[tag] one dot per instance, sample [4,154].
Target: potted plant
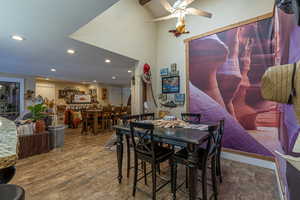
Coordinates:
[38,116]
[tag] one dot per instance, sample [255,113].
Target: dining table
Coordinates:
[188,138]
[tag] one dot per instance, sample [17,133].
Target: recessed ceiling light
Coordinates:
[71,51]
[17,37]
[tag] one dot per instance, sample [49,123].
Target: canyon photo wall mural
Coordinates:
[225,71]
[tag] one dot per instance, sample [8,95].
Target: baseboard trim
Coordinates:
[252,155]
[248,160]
---
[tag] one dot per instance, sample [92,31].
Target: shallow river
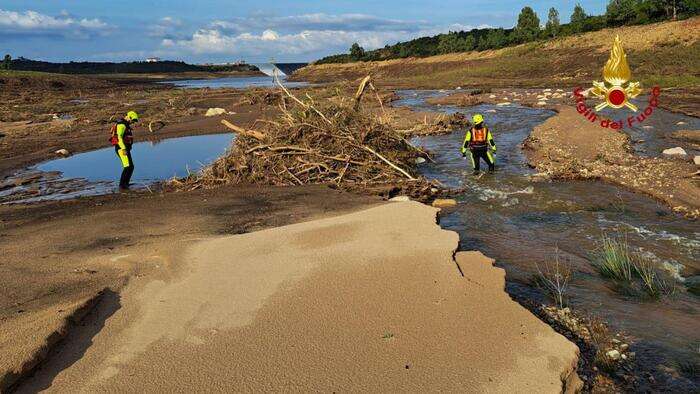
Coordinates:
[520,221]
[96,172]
--
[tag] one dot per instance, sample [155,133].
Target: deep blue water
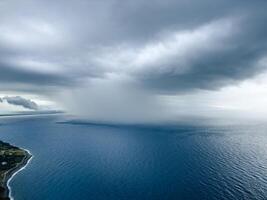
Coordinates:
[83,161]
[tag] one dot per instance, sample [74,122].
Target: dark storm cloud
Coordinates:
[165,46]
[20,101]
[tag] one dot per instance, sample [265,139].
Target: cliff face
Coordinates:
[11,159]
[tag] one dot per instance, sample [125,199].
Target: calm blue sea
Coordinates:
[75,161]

Exercise: How many lines in the records above contain the word "Target"? Give only the number.

In response: 10